◆ TEXTE FOURNI
--

Base de jurisprudence

Ariane Web: Conseil d'État 449112, lecture du 5 juillet 2022, ECLI:FR:CECHR:2022:449112.20220705

Décision n° 449112
5 juillet 2022
Conseil d'État

N° 449112
ECLI:FR:CECHR:2022:449112.20220705
Mentionné aux tables du recueil Lebon
4ème - 1ère chambres réunies
M. Laurent Cabrera, rapporteur
M. Frédéric Dieu, rapporteur public
SCP BUK LAMENT - ROBILLOT ; SARL MEIER-BOURDEAU, LECUYER ET ASSOCIES, avocats


Lecture du mardi 5 juillet 2022
REPUBLIQUE FRANCAISE

AU NOM DU PEUPLE FRANCAIS



Vu la procédure suivante :

M. A... B... a demandé au tribunal administratif de Nouvelle-Calédonie, d'une part, d'annuler la décision implicite par laquelle le président du gouvernement de la Nouvelle-Calédonie a refusé de lui accorder le bénéfice d'une retraite au titre du droit à pension proportionnelle, avec jouissance immédiate de ses droits à pension à compter du 1er décembre 2017, et, d'autre part, d'enjoindre au président du gouvernement de la Nouvelle-Calédonie de faire droit à sa demande de pension. Par un jugement n° 1700128 du 19 octobre 2017, le tribunal administratif a rejeté sa demande.

Par une décision n° 416774 du 22 juin 2020, le Conseil d'Etat, statuant au contentieux, saisi d'un pourvoi présenté par M. B..., a annulé ce jugement et renvoyé l'affaire au même tribunal.

Par un jugement n° 2000178 du 26 novembre 2020, le tribunal administratif de Nouvelle-Calédonie, statuant sur renvoi du Conseil d'Etat, a de nouveau rejeté la demande de M. B....

Par un pourvoi sommaire, un mémoire complémentaire et un mémoire en réplique, enregistrés les 26 janvier 2021, 27 avril 2021 et 27 septembre 2021 au secrétariat du contentieux du Conseil d'Etat, M. B... demande au Conseil d'Etat :

1°) d'annuler ce jugement ;

2°) réglant l'affaire au fond, de faire droit à sa demande ;

3°) de mettre à la charge du gouvernement de la Nouvelle-Calédonie la somme de 5 000 euros au titre de l'article L. 761-1 du code de justice administrative.

--

◆ CONSIGNE 1
Relevez chaque ligne contenant la chaîne « capped », en tenant compte de la casse.
Ce texte et les lignes qui suivent n'ont aucun rapport entre eux.

◆ EXTRAITS DES LIGNES
--

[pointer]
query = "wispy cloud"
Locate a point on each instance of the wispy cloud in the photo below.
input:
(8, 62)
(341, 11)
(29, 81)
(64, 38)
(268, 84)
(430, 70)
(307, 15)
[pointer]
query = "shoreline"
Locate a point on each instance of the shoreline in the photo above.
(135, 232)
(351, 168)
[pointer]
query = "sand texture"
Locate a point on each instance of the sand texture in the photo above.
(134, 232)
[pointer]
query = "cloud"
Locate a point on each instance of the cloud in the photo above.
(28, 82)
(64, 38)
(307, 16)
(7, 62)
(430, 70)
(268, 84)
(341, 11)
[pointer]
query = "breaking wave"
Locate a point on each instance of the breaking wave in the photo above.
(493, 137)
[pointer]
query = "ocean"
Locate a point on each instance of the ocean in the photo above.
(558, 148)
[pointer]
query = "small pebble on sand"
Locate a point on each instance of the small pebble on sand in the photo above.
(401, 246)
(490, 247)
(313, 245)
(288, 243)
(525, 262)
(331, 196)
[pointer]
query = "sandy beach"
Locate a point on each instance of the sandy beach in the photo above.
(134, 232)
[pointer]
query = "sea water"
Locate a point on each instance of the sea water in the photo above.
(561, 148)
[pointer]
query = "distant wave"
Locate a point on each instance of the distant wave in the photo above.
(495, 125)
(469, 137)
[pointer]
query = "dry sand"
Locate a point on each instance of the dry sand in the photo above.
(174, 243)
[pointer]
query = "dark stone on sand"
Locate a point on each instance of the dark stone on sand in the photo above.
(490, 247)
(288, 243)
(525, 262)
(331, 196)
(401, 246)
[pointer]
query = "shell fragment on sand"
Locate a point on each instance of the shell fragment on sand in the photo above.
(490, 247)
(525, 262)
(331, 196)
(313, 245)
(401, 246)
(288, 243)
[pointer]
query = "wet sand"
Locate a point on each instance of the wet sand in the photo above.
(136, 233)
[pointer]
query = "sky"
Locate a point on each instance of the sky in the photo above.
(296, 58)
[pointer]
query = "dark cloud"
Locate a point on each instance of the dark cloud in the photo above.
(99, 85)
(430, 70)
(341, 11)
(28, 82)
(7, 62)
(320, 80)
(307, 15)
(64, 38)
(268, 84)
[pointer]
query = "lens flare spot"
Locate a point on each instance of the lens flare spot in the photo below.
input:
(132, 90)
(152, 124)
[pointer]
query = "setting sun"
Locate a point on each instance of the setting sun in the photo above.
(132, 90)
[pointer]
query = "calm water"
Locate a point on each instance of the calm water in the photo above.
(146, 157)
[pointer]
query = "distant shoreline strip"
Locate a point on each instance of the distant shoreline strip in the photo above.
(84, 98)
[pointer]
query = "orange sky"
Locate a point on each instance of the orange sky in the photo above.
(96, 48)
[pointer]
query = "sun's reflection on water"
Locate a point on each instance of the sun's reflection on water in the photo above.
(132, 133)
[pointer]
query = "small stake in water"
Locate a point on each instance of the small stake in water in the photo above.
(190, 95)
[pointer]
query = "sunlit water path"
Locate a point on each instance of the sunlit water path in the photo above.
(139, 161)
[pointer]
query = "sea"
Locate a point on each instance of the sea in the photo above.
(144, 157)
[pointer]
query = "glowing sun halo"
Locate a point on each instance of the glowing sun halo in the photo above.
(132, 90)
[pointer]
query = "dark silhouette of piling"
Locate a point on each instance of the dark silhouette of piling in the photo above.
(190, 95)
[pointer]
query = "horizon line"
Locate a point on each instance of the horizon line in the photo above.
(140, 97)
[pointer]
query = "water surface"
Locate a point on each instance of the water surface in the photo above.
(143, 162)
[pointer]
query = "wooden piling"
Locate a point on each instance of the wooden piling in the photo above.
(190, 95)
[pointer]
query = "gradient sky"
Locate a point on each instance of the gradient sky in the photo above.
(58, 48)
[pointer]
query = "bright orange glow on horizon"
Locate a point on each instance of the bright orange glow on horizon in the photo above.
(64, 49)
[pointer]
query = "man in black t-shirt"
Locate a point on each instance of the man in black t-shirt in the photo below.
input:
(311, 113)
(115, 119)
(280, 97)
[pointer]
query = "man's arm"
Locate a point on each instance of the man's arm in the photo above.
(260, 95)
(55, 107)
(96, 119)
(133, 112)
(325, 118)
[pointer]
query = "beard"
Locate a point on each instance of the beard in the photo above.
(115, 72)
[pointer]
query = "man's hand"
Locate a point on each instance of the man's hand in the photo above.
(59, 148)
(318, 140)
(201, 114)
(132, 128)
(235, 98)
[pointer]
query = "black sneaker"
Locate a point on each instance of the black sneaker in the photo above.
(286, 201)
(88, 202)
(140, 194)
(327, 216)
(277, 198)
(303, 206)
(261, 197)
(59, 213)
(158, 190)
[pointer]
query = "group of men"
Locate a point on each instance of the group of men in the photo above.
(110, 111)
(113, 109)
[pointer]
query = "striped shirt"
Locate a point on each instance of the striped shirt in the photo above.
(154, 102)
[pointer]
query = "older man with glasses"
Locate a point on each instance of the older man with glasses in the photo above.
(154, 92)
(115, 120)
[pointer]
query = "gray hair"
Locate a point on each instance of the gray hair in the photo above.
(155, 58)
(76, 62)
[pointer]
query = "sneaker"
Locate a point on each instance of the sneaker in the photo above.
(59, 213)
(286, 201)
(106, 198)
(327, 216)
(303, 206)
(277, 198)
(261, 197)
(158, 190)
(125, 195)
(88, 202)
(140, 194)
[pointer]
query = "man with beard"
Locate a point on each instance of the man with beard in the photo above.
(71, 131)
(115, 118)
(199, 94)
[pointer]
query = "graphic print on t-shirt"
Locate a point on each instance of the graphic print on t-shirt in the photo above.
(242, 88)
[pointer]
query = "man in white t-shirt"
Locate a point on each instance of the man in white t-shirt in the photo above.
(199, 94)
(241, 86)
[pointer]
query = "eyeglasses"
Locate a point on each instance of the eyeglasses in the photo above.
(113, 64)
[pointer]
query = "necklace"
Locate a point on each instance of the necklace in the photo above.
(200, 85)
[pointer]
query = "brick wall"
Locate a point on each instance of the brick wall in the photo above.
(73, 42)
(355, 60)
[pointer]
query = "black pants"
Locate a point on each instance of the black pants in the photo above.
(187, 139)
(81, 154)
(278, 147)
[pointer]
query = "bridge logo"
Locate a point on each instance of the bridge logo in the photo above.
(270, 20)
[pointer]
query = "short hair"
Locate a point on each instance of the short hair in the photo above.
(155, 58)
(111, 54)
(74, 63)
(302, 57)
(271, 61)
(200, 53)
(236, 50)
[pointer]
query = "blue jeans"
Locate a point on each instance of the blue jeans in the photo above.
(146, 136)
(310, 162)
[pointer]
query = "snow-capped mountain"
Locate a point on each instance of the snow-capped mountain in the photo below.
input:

--

◆ CONSIGNE 2
Pour chacune des affirmations suivantes, dites par oui ou par non si elle concorde avec la décision du Conseil d'État, et citez les mots du texte qui tranchent. (a) Le premier jugement du tribunal administratif de Nouvelle-Calédonie date du 19 octobre 2017. (b) M. B... réclame la somme de 3 000 euros au titre de l'article L. 761-1 du code de justice administrative. (c) Par sa décision du 22 juin 2020, le Conseil d'État a confirmé le jugement du tribunal administratif.

◆ RÉPONSE 1
query = "snow-capped mountain"
Locate a point on each instance of the snow-capped mountain in the photo below.

◆ RÉPONSE 2
(a) Oui : « Par un jugement n° 1700128 du 19 octobre 2017, le tribunal administratif a rejeté sa demande. »
(b) Non : « la somme de 5 000 euros au titre de l'article L. 761-1 du code de justice administrative »
(c) Non : « a annulé ce jugement et renvoyé l'affaire au même tribunal »